### Challenge 1:
Decide whether each of the statements (a), (b) and (c) agrees with the passage on LPG prices in India. For each one, answer yes or no and quote the words of the passage that decide it: (a) the ₹200 cut in August 2023 came about because global prices fell; (b) more than 60% of India's LPG imports travel through the Strait of Hormuz; (c) in early March 2026, commercial cylinders rose by less than domestic ones.
### Challenge 2:
Pick up the passage on LPG prices in India after its final sentence and keep writing it in the same voice.

### Text shown:
⁂

Between 2023 and 2025, the global benchmark rose steadily by around 21% overall. No dramatic headlines every week, just consistent upward pressure building in the system.
Now, here’s where things get a bit… layered.
In August 2023, LPG prices were cut by ₹200 per cylinder. Sounds like relief, and it was. But it wasn’t because global prices fell. The gap was absorbed by the government and oil companies, which is what’s called under-recoveries. And honestly, subsidies like these aren’t random acts of generosity. They’re often used as fiscal tools, especially during periods of high inflation or politically sensitive timelines. That doesn’t make them bad. Just… strategic.
And then comes 2026. Still unfolding. Still volatile.
As of this week, tensions around the Strait of Hormuz have disrupted one of the world’s most critical energy routes. Over 60% of India’s LPG imports pass through this corridor. So when movement is restricted even temporarily, the impact is immediate. In early March 2026, domestic LPG prices jumped by around ₹60, while commercial cylinders saw a much sharper increase.
But here’s the thing: this is a snapshot. A moving situation. If the route stabilizes tomorrow, prices could ease just as quickly. That’s the nature of globally exposed energy markets.

⁂

### Data rows:
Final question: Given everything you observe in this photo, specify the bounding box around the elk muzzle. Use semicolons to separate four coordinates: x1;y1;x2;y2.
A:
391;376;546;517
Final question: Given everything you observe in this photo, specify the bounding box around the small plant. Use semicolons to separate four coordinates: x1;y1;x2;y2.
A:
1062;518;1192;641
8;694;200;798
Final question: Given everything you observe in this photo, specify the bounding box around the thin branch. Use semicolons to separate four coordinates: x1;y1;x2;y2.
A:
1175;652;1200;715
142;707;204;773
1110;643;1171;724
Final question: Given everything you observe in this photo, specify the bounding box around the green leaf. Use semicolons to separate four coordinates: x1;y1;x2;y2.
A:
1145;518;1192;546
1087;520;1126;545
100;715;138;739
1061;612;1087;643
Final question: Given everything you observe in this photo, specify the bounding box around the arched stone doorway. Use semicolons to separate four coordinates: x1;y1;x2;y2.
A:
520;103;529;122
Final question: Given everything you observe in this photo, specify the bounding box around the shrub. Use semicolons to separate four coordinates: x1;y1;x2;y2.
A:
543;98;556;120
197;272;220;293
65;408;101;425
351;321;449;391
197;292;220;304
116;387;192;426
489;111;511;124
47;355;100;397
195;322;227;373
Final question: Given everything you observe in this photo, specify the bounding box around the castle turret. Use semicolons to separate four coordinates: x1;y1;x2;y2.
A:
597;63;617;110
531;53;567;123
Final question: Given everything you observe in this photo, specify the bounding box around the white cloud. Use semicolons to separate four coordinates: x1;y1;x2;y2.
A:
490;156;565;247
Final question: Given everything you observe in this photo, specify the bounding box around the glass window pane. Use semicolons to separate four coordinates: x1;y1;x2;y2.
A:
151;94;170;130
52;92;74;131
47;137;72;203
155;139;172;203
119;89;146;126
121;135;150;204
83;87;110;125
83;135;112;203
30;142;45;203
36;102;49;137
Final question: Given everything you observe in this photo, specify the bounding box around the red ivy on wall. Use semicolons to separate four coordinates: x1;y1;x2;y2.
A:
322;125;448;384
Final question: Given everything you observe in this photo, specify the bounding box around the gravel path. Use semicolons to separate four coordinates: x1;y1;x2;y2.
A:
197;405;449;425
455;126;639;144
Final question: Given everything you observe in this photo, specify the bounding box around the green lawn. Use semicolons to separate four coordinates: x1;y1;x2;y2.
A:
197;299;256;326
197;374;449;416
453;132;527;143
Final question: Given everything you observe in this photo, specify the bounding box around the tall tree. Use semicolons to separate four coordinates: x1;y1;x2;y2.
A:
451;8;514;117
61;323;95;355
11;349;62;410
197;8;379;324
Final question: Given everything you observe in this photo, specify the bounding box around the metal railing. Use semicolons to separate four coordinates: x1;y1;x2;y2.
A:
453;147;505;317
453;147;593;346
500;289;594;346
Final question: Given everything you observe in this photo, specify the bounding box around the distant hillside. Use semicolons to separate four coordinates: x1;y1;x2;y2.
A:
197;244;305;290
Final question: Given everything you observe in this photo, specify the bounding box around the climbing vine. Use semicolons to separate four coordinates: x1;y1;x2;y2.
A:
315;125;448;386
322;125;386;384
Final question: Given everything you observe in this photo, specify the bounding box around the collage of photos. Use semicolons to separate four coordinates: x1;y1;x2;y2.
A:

⁂

### Result 1:
(a) No: "But it wasn’t because global prices fell."
(b) Yes: "Over 60% of India’s LPG imports pass through this corridor."
(c) No: "while commercial cylinders saw a much sharper increase."

### Result 2:
Now zoom out a bit.
One uncomfortable truth? India’s vulnerability here isn’t new. It’s structural.
We’ve known for years that LPG demand far exceeds domestic supply. And yet, buffer stocks remain relatively thin, often just about a week’s worth of functional reserve. Which means when global shocks hit, we don’t have the luxury of time. Prices adjust fast because they have to.
There are long-term efforts to increase domestic gas production and reduce dependence on imports. But let’s be honest, those are slow-moving fixes. Infrastructure, exploration, policy alignment… this stuff takes years. Sometimes decades.
Meanwhile, the exposure remains.
There’s also a split system that most people don’t think about.
Domestic LPG prices are regulated and politically sensitive, so they don’t change every time global prices move. There’s a delay in a buffer. But commercial LPG? That’s deregulated. It tracks the market more closely. Which is why restaurants, hotels, and small businesses feel the heat faster. And eventually, those costs trickle down anyway. They always do.
Add taxation to the mix 5% GST on domestic, around 18% on commercial, and when base prices rise, the tax amount rises too. Same percentage, bigger hit.
Currency doesn’t help either. LPG is priced in US dollars, so a weaker rupee quietly makes imports more expensive, even if global prices don’t change.
And then there’s the bigger shift happening, almost quietly in the background.
Because of this volatility, more urban households are slowly moving away from LPG. Piped Natural Gas (PNG), induction cooktops, electric cooking, not everywhere, not all at once, but it’s happening. People are looking for stability. Predictability. LPG, right now, doesn’t always offer that.
And maybe that’s the bigger story here.
Not just why prices rise, but how that unpredictability is changing behavior.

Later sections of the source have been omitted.